(Natural-language object grounding data)
============

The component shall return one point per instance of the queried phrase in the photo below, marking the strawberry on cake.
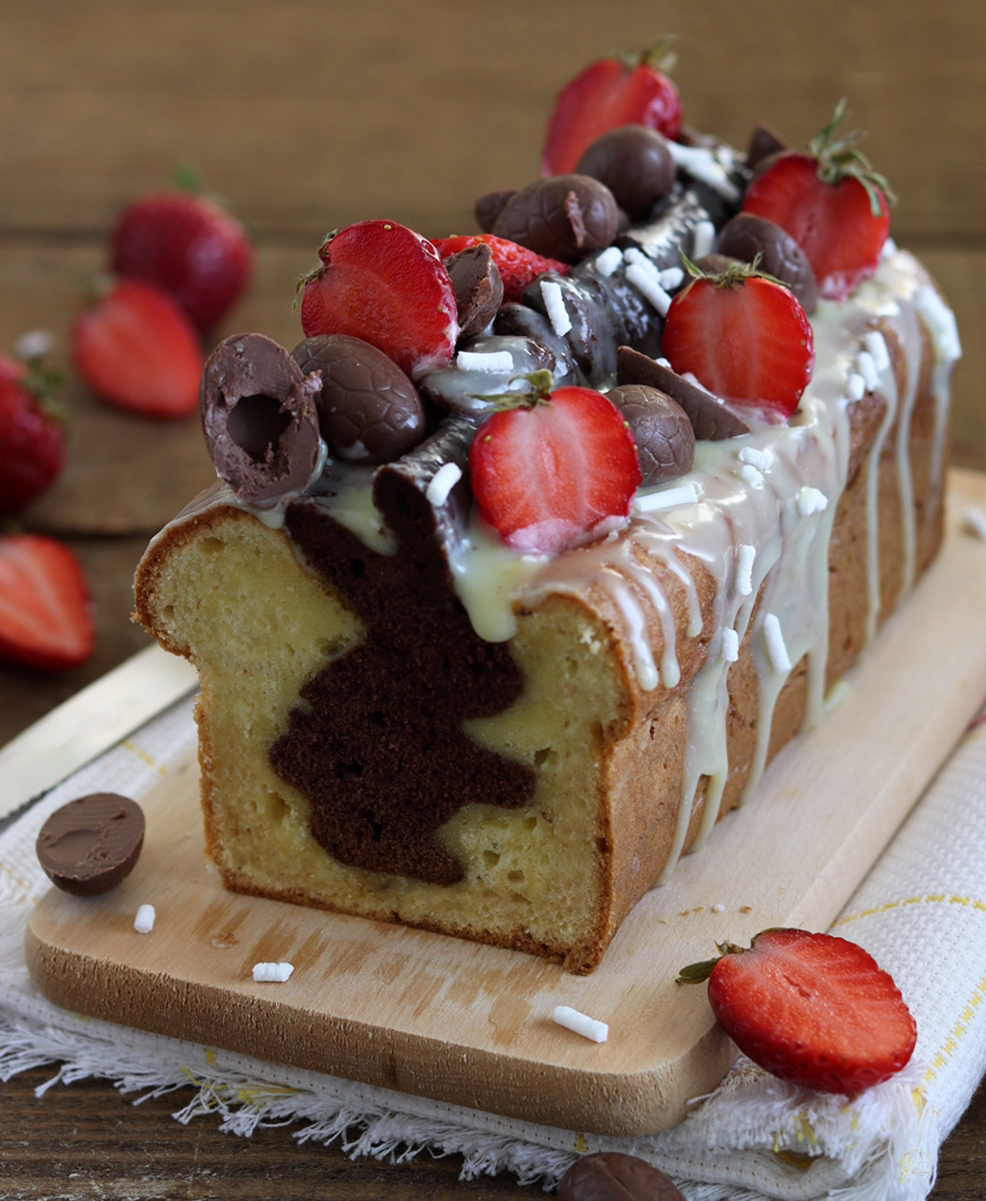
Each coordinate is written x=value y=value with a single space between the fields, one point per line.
x=530 y=556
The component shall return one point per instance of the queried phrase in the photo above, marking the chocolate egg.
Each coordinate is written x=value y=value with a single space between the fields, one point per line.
x=561 y=216
x=369 y=411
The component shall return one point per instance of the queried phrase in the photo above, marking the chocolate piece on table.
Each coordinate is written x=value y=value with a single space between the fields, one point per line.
x=635 y=166
x=711 y=418
x=613 y=1176
x=488 y=208
x=258 y=417
x=369 y=411
x=90 y=844
x=764 y=143
x=561 y=216
x=746 y=235
x=665 y=441
x=478 y=288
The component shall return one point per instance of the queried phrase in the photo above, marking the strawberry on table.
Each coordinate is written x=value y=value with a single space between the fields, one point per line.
x=744 y=336
x=46 y=620
x=609 y=93
x=832 y=203
x=31 y=437
x=547 y=471
x=812 y=1009
x=186 y=244
x=517 y=264
x=387 y=285
x=138 y=351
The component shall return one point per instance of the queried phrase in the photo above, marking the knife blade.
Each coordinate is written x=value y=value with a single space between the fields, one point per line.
x=93 y=721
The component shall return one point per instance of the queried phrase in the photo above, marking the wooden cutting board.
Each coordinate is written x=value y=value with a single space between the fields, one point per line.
x=472 y=1025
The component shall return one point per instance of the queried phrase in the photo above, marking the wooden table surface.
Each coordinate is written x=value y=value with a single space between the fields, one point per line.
x=305 y=117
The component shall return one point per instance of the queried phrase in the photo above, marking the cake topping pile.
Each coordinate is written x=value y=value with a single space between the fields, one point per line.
x=661 y=280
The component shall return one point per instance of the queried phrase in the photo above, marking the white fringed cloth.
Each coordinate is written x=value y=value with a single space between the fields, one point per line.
x=921 y=913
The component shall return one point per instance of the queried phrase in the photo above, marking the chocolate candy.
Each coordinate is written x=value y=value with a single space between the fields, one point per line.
x=478 y=288
x=561 y=216
x=746 y=235
x=711 y=418
x=489 y=207
x=611 y=1176
x=634 y=163
x=665 y=441
x=369 y=411
x=258 y=418
x=90 y=844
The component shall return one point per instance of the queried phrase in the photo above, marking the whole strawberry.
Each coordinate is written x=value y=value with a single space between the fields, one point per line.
x=31 y=435
x=549 y=470
x=609 y=93
x=812 y=1009
x=138 y=351
x=745 y=338
x=46 y=620
x=832 y=203
x=190 y=248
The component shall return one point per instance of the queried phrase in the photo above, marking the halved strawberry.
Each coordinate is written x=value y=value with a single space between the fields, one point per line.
x=609 y=93
x=744 y=336
x=138 y=351
x=547 y=472
x=387 y=285
x=187 y=245
x=832 y=203
x=813 y=1009
x=517 y=264
x=46 y=619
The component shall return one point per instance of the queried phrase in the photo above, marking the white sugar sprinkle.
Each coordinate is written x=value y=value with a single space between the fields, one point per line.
x=557 y=314
x=759 y=459
x=665 y=499
x=442 y=483
x=974 y=521
x=572 y=1020
x=876 y=344
x=777 y=651
x=855 y=387
x=272 y=973
x=703 y=239
x=811 y=500
x=700 y=162
x=646 y=284
x=868 y=370
x=745 y=557
x=489 y=360
x=610 y=258
x=671 y=278
x=143 y=921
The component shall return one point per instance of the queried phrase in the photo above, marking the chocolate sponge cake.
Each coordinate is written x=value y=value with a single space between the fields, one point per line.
x=436 y=697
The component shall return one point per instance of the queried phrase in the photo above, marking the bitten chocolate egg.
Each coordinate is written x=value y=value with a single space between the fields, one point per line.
x=561 y=216
x=665 y=441
x=369 y=411
x=258 y=418
x=634 y=163
x=746 y=235
x=90 y=844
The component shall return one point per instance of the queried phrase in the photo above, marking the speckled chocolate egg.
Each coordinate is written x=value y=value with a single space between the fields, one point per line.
x=665 y=441
x=634 y=163
x=746 y=235
x=561 y=216
x=369 y=412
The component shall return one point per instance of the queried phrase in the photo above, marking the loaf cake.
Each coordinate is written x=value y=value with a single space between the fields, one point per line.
x=417 y=710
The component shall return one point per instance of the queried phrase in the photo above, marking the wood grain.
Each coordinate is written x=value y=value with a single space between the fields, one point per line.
x=306 y=115
x=471 y=1025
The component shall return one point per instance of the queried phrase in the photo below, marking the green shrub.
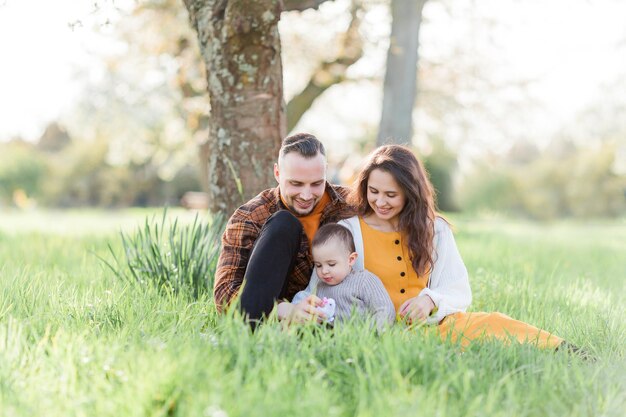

============

PROBLEM DESCRIPTION: Could you repeat all of the entries exactly, without any of the images?

SOLUTION TO THIS EXERCISE:
The component shall return one point per instance of the queried phrase in the photo below, marking the strawberry on cake.
Each coordinate is written x=value y=value with a single space between the fields, one point per line.
x=530 y=556
The component shall return one point per instance of the queried phrase in the photo above, marking the chocolate egg.
Each coordinate is written x=value y=value with a single space between the fields, one point per line.
x=561 y=216
x=369 y=411
The component shall return one point per instance of the queried phrase in the photo above, marking the chocolate piece on table.
Each coordinate is written x=value y=value with a single space between the fields, one point per line.
x=635 y=166
x=711 y=418
x=613 y=1176
x=488 y=208
x=258 y=417
x=369 y=411
x=90 y=844
x=764 y=143
x=561 y=216
x=746 y=235
x=665 y=441
x=478 y=288
The component shall return one point per instance of the queried phrase in the photo above, marking the strawberry on table.
Each coordinate is written x=value y=value with a single space between the fields, one point per line.
x=744 y=336
x=46 y=620
x=609 y=93
x=832 y=203
x=31 y=437
x=547 y=471
x=812 y=1009
x=186 y=244
x=517 y=264
x=387 y=285
x=138 y=351
The component shall return one point per instance of the queried phrase in the photo above, marking the knife blade.
Each coordinate is written x=value y=value with a single space between the fields, one point per line.
x=93 y=721
The component shall return one point per instance of the queried phrase in the photo above, marking the wooden cutting board.
Each coordinate is written x=value y=value with a single space between the fields, one point per line.
x=472 y=1025
The component shall return one point per instance of the queried phrase in the photo above, marking the wooden table surface.
Each coordinate is written x=value y=value with a single space between the fields, one point per line.
x=305 y=117
The component shall return one point per instance of the queried phrase in the photo above, marking the cake topping pile.
Each coordinate is written x=value y=value with a single space between the fields, one point per line.
x=661 y=280
The component shall return one point per instance of the queried phrase in the photo above, marking the white fringed cloth.
Each coordinate is written x=value y=value with a single space between the fields, one point per line.
x=921 y=913
The component shall return one point per instance of the queried phrase in the photo above, marking the chocolate candy.
Each coordinate is written x=value y=value with a single space between the fields, one point per line.
x=478 y=288
x=561 y=216
x=746 y=235
x=711 y=418
x=489 y=207
x=611 y=1176
x=634 y=163
x=665 y=441
x=369 y=411
x=258 y=418
x=90 y=844
The component shall return one point per instance of the queried phrase in the photo above, marking the whole strawberry.
Each coordinate is written x=value y=value with a single space between the fields, one point per line.
x=31 y=435
x=549 y=470
x=609 y=93
x=812 y=1009
x=138 y=351
x=745 y=338
x=46 y=620
x=832 y=203
x=190 y=248
The component shall return one point per instance of the queried phrase in the photo above, marking the halved strawberry.
Each coordinate is written x=value y=value with a single space between the fields, one point per line.
x=609 y=93
x=744 y=336
x=138 y=351
x=547 y=472
x=387 y=285
x=187 y=245
x=832 y=203
x=813 y=1009
x=517 y=264
x=46 y=619
The component shall return one point per instance of the queried phrase in the photo above, marking the white sugar sprinkle.
Each coordinate is written x=value y=value with a single space between the fields, one point per line.
x=557 y=314
x=759 y=459
x=665 y=499
x=442 y=483
x=974 y=521
x=572 y=1020
x=876 y=344
x=777 y=651
x=855 y=387
x=272 y=973
x=703 y=239
x=811 y=500
x=700 y=162
x=646 y=284
x=868 y=370
x=745 y=557
x=489 y=360
x=610 y=258
x=671 y=278
x=143 y=921
The component shall return one point per instance of the queried phrase in the photo above, marking the chocolate sponge cake.
Each coordinate is written x=value y=value with a single space between the fields, one point per line.
x=436 y=697
The component shall return one point per instance of the queried phrase in the photo above, marking the bitten chocolate egg.
Each coordinate is written x=value y=value with a single space between the fields, one point per line.
x=561 y=216
x=665 y=441
x=369 y=411
x=258 y=418
x=634 y=163
x=746 y=235
x=90 y=844
The component shall return one point per instance of the queried phrase in the photo above, marking the speckled chocolate egg.
Each coordinate is written x=value y=value with a single space between the fields, one point per line.
x=665 y=441
x=634 y=163
x=746 y=235
x=561 y=216
x=369 y=412
The component shall return one point per instance of the queried phrase in the photo above, marking the loaf cake.
Each coordinate is written x=value y=value with a single space between the fields, one point per line.
x=417 y=710
The component shall return one point per instance of the queried phrase in the photo above, marking the wood grain.
Each coordinate is written x=value y=value with a single space between the fields, one point per line.
x=306 y=115
x=471 y=1025
The component shall return one point per instance of the queried phrase in the photo below, marking the green shrub.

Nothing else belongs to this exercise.